_What the task requires_
Display every line of the data below that contains the string "stone".

_Given entries_

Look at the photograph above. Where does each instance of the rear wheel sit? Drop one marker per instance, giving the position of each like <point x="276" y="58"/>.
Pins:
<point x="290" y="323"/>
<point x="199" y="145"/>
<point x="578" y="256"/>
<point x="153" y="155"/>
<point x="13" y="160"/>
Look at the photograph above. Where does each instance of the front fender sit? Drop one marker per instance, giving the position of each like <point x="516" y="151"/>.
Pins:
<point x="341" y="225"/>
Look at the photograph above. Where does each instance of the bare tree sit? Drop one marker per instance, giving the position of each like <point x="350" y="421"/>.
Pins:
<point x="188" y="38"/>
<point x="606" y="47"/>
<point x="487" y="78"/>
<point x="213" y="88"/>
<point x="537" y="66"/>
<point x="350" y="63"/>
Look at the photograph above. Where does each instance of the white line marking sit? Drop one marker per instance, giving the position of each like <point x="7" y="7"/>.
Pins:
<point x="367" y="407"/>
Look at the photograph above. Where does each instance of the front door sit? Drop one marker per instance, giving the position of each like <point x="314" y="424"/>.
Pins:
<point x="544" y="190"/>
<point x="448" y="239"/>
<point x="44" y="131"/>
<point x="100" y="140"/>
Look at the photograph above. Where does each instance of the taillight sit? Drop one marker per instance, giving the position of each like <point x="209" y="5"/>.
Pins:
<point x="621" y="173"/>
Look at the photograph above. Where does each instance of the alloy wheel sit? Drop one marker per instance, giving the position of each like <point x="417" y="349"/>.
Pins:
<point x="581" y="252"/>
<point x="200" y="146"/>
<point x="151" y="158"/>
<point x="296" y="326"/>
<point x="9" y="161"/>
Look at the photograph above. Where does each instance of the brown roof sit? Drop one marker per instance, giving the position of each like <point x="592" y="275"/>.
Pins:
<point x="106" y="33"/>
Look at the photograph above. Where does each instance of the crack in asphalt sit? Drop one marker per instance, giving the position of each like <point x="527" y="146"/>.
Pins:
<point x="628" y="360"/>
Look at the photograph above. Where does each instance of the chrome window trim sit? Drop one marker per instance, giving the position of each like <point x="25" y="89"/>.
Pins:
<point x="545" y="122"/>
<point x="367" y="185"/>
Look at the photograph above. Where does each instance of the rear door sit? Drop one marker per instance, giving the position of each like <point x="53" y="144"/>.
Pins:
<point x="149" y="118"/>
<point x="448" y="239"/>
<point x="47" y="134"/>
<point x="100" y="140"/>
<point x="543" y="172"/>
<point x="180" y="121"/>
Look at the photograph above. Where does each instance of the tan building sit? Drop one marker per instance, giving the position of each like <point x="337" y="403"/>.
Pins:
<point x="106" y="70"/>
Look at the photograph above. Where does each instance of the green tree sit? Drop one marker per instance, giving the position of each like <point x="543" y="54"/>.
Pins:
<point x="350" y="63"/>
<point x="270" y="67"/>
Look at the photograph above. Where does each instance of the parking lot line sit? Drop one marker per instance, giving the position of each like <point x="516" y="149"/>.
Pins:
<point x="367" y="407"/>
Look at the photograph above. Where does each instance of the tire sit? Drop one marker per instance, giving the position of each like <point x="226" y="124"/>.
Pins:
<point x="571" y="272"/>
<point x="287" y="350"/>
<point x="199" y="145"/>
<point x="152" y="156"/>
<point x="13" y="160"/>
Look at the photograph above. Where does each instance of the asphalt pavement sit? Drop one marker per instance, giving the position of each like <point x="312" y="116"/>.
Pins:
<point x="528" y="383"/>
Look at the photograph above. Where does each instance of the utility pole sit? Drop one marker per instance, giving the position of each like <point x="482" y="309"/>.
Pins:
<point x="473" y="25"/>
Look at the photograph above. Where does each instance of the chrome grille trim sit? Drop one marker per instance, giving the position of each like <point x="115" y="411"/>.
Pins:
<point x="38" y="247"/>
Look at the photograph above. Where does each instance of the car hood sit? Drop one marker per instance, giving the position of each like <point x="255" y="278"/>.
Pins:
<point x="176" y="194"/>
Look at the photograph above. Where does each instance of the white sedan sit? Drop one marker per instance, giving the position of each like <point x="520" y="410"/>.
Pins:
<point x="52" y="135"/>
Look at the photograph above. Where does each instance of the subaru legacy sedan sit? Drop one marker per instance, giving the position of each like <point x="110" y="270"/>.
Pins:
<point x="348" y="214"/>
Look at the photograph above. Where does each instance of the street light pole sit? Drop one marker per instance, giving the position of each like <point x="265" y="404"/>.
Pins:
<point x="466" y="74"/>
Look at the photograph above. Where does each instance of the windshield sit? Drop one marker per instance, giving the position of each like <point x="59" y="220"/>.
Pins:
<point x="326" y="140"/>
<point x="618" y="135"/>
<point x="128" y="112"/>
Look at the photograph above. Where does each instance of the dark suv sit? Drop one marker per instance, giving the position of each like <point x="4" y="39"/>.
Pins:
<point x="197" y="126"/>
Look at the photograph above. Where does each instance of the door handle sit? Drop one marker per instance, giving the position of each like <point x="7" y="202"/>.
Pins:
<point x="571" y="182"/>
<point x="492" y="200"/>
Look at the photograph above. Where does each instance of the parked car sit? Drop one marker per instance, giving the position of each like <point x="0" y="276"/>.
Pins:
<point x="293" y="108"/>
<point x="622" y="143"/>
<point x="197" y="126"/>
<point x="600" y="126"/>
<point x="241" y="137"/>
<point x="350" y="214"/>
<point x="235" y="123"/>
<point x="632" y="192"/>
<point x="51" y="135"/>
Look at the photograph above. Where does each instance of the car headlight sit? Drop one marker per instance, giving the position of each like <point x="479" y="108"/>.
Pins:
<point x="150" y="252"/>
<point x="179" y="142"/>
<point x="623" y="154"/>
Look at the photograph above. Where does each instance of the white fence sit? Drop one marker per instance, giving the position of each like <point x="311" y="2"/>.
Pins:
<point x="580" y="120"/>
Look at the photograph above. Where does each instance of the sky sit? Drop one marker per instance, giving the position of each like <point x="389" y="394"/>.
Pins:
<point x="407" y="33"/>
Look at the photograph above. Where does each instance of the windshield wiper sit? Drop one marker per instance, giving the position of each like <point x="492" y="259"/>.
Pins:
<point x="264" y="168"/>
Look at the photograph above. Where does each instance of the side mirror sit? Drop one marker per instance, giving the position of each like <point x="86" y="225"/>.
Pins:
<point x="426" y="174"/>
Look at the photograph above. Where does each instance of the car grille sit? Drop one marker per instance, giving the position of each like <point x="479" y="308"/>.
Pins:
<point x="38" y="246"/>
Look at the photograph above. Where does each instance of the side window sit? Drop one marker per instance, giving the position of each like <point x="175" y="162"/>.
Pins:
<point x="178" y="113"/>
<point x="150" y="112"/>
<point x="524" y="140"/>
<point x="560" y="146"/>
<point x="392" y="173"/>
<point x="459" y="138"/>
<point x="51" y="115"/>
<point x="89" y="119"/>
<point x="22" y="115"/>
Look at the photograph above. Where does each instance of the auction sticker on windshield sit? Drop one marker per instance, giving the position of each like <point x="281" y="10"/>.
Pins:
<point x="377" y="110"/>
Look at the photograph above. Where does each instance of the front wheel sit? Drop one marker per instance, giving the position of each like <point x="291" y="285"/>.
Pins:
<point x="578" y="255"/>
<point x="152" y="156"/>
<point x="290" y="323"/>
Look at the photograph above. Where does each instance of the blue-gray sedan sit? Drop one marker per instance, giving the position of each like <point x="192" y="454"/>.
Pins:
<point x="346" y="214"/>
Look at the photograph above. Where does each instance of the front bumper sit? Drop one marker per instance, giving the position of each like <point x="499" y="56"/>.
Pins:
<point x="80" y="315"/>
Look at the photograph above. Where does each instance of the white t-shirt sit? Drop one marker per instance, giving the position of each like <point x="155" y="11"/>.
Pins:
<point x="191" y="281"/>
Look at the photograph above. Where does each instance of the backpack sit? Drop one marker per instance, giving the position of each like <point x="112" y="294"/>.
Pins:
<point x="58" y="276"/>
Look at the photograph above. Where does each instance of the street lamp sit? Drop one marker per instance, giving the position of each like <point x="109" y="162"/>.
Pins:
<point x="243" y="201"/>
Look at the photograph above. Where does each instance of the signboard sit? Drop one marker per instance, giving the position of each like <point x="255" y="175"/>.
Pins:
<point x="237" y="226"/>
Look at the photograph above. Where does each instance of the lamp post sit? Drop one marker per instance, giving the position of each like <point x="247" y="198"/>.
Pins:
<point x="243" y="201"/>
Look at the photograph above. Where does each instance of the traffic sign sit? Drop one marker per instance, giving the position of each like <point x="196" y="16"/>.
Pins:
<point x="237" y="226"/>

...

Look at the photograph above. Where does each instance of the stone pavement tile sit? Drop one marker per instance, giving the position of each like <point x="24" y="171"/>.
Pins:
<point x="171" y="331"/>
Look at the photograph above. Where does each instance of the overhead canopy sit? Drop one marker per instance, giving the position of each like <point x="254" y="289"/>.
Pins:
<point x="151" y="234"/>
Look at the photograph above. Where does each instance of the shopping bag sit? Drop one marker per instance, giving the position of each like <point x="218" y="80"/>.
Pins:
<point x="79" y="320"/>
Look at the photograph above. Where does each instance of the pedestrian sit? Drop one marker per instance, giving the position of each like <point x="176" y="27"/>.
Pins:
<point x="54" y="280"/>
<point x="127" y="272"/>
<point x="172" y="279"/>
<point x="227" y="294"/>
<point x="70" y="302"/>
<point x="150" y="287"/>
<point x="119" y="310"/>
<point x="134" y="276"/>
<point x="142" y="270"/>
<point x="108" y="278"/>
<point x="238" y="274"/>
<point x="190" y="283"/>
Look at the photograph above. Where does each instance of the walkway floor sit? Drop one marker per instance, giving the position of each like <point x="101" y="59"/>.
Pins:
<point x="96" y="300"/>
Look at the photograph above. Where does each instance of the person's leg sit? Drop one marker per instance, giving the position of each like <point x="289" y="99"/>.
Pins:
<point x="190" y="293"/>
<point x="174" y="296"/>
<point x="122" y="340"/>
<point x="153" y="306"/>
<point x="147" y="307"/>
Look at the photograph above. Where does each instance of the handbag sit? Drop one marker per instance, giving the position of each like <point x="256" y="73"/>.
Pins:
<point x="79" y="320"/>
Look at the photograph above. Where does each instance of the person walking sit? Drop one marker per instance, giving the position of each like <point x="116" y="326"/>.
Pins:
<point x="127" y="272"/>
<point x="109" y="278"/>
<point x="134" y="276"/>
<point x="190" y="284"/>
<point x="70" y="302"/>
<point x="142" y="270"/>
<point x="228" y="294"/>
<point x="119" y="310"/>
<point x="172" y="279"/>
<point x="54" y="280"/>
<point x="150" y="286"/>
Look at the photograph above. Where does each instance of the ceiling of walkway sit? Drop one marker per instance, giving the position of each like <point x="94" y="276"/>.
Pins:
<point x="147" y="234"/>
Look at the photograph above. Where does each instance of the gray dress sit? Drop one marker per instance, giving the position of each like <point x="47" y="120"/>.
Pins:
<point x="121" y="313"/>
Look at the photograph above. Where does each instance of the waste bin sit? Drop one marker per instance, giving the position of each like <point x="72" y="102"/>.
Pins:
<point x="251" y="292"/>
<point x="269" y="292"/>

---

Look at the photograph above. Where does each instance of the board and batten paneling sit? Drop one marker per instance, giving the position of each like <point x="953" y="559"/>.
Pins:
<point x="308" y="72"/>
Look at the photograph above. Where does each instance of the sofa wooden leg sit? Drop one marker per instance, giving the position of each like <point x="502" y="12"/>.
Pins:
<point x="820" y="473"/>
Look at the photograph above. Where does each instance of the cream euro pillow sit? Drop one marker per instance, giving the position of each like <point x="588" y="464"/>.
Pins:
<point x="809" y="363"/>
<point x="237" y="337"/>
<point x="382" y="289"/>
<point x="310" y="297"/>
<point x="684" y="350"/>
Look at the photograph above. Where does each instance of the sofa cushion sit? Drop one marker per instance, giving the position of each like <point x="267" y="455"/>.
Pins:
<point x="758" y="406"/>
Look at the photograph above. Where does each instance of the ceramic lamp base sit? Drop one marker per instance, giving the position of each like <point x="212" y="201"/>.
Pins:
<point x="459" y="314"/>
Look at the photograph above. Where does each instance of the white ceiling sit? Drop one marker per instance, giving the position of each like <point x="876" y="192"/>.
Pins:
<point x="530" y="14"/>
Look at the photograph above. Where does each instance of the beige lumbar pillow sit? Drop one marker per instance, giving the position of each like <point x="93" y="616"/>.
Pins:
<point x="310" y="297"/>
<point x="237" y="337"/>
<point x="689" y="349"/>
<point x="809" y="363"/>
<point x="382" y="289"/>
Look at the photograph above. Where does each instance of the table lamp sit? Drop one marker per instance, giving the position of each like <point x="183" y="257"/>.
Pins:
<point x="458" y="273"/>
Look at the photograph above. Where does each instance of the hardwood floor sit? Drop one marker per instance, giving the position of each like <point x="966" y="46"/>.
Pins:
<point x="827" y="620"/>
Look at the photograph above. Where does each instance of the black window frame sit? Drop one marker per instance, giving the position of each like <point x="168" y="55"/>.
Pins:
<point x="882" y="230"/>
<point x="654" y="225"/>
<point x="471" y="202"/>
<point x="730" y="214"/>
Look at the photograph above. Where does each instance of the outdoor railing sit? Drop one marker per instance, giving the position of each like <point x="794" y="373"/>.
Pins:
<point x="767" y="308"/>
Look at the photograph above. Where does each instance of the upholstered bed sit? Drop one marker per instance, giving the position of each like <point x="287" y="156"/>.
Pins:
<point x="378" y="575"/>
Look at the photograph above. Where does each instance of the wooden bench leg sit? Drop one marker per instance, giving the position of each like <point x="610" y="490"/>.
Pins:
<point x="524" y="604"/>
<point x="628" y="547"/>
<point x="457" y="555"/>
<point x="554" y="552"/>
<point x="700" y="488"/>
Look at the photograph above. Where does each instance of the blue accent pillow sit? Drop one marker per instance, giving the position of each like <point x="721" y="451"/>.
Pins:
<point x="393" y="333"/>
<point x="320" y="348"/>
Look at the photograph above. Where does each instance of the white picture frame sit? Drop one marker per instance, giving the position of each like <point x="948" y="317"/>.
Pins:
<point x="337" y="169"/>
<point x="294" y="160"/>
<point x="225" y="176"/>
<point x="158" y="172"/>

_Result of the exercise_
Look at the photograph above. Where does each instance of the stone pavement tile sit? Drop one marker per instance, giving the position of each like <point x="24" y="171"/>.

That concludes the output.